**RECORDS SUPPLIED:**
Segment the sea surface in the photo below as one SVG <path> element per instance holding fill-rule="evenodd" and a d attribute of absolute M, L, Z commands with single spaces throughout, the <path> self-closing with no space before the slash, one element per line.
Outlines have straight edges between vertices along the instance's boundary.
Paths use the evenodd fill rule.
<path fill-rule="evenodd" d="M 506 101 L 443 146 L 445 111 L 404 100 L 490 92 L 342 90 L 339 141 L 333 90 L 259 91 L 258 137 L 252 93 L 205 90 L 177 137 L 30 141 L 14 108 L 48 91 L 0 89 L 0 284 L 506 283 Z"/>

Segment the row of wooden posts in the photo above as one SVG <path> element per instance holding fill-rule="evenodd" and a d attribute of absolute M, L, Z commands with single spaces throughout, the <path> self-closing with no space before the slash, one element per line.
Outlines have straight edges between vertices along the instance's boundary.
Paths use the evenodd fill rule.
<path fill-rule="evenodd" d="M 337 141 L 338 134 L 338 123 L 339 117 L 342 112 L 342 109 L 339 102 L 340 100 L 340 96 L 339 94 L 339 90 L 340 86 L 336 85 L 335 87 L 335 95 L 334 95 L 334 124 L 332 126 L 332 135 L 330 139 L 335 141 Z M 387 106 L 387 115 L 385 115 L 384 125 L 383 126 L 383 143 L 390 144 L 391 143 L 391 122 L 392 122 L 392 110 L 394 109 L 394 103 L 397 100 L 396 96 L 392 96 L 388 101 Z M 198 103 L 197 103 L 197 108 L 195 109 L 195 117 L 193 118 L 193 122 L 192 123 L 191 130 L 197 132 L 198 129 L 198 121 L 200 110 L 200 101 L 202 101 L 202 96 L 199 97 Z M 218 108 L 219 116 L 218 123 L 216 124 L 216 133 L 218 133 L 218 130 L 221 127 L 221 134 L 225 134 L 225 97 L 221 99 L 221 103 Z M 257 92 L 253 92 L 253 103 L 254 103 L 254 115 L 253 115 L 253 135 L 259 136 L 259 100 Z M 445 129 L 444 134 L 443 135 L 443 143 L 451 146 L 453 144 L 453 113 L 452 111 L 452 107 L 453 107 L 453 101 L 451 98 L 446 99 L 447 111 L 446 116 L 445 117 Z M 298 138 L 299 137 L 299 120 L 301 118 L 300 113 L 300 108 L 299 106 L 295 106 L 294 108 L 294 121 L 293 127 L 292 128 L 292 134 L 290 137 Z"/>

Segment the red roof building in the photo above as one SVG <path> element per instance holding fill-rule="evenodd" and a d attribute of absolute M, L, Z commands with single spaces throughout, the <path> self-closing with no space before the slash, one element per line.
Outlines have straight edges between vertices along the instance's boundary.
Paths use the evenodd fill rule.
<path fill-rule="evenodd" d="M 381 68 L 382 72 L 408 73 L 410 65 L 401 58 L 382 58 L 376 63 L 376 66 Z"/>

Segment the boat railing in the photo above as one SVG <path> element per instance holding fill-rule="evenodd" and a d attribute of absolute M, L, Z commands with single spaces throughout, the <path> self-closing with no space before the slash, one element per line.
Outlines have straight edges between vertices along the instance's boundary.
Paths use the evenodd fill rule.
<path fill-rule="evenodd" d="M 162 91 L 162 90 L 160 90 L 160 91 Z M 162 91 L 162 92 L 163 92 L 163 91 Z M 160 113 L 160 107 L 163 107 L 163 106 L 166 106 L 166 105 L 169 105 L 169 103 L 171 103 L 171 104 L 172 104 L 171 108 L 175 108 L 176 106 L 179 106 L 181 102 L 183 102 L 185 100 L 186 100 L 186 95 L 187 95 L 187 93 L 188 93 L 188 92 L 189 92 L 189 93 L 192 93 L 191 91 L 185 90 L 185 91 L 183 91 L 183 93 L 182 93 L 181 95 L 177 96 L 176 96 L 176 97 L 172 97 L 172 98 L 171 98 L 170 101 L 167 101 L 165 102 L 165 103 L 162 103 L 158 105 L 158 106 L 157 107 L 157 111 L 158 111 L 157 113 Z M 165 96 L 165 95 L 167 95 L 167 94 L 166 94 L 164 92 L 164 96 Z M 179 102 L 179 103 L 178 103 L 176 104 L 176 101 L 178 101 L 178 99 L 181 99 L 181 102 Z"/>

**TASK TO COMPLETE:** Reproduce all the lines above without changing anything.

**ANSWER BELOW:**
Segment the sea surface in the photo below as one SVG <path> element per instance holding fill-rule="evenodd" and a d attribute of absolute M, L, Z commands with single spaces throughout, the <path> self-closing with no space before the slash, one element per line.
Outlines have straight edges between vertices along the instance's boundary.
Paths use the evenodd fill rule.
<path fill-rule="evenodd" d="M 506 101 L 443 146 L 445 111 L 404 100 L 490 92 L 342 90 L 339 141 L 333 90 L 259 91 L 258 137 L 252 93 L 205 90 L 177 137 L 30 141 L 14 108 L 48 91 L 0 89 L 0 284 L 506 283 Z"/>

Segment the row of wooden posts in the photo above as one SVG <path> element per instance holding fill-rule="evenodd" and a d attribute of absolute M, L, Z commands with single spaces throughout, the <path> self-closing with no space before the slash, one element per line.
Outlines have straight edges between vertices along the instance's boundary.
Paths use the evenodd fill rule.
<path fill-rule="evenodd" d="M 337 141 L 338 134 L 338 123 L 339 117 L 342 112 L 342 109 L 339 102 L 340 100 L 340 96 L 339 94 L 339 90 L 340 86 L 336 85 L 335 87 L 335 95 L 334 95 L 334 124 L 332 126 L 332 135 L 330 139 L 335 141 Z M 387 106 L 387 115 L 385 115 L 384 125 L 383 126 L 383 143 L 390 144 L 391 143 L 391 122 L 392 122 L 392 110 L 394 109 L 394 103 L 397 100 L 396 96 L 392 96 L 388 101 Z M 198 103 L 197 103 L 197 108 L 195 109 L 195 117 L 193 118 L 193 122 L 192 123 L 191 130 L 197 132 L 198 129 L 198 121 L 200 110 L 200 101 L 202 101 L 202 96 L 199 97 Z M 218 108 L 219 116 L 218 123 L 216 124 L 216 133 L 218 133 L 218 130 L 221 127 L 221 134 L 225 134 L 225 97 L 221 99 L 221 103 Z M 257 92 L 253 92 L 253 103 L 254 103 L 254 115 L 253 115 L 253 135 L 259 136 L 259 100 Z M 445 129 L 444 134 L 443 135 L 443 143 L 451 146 L 453 144 L 453 113 L 452 111 L 452 107 L 453 107 L 453 101 L 451 98 L 446 99 L 447 111 L 446 116 L 445 117 Z M 298 138 L 299 137 L 299 120 L 301 118 L 300 113 L 300 108 L 299 106 L 295 106 L 294 108 L 294 121 L 293 127 L 292 128 L 292 134 L 290 137 Z"/>

Segment the red roof building in the photo above as one SVG <path> element per instance holding fill-rule="evenodd" and a d attribute of absolute M, L, Z commands with single spaces throughout, the <path> self-closing with no space before the slash, one element per line.
Outlines have straight edges between vertices along the instance's boundary.
Paths use the evenodd fill rule.
<path fill-rule="evenodd" d="M 381 68 L 382 72 L 408 73 L 410 65 L 401 58 L 382 58 L 376 63 L 376 66 Z"/>

Segment the boat railing in the photo above as one SVG <path> element per instance holding fill-rule="evenodd" and a d attribute of absolute M, L, Z commands with single spaces throughout, the <path> self-closing with no space before the slash, one element per line.
Outlines have straight edges between vertices along the instance's boundary.
Paths use the evenodd fill rule.
<path fill-rule="evenodd" d="M 162 91 L 162 90 L 160 90 L 160 91 Z M 162 91 L 162 92 L 163 92 L 163 91 Z M 160 113 L 160 107 L 163 107 L 163 106 L 166 106 L 166 105 L 169 105 L 169 103 L 171 103 L 171 104 L 172 104 L 171 108 L 175 108 L 176 106 L 179 106 L 181 102 L 183 102 L 185 100 L 186 100 L 186 95 L 187 95 L 187 93 L 188 93 L 188 92 L 189 92 L 189 93 L 192 93 L 191 91 L 185 90 L 185 91 L 183 91 L 183 93 L 182 93 L 181 95 L 177 96 L 176 96 L 176 97 L 172 97 L 172 98 L 171 98 L 170 101 L 167 101 L 165 102 L 165 103 L 162 103 L 158 105 L 158 106 L 157 107 L 157 111 L 158 111 L 157 113 Z M 165 96 L 165 95 L 167 95 L 167 94 L 166 94 L 164 92 L 164 96 Z M 179 102 L 179 103 L 178 103 L 176 104 L 176 101 L 178 101 L 178 99 L 181 99 L 181 102 Z"/>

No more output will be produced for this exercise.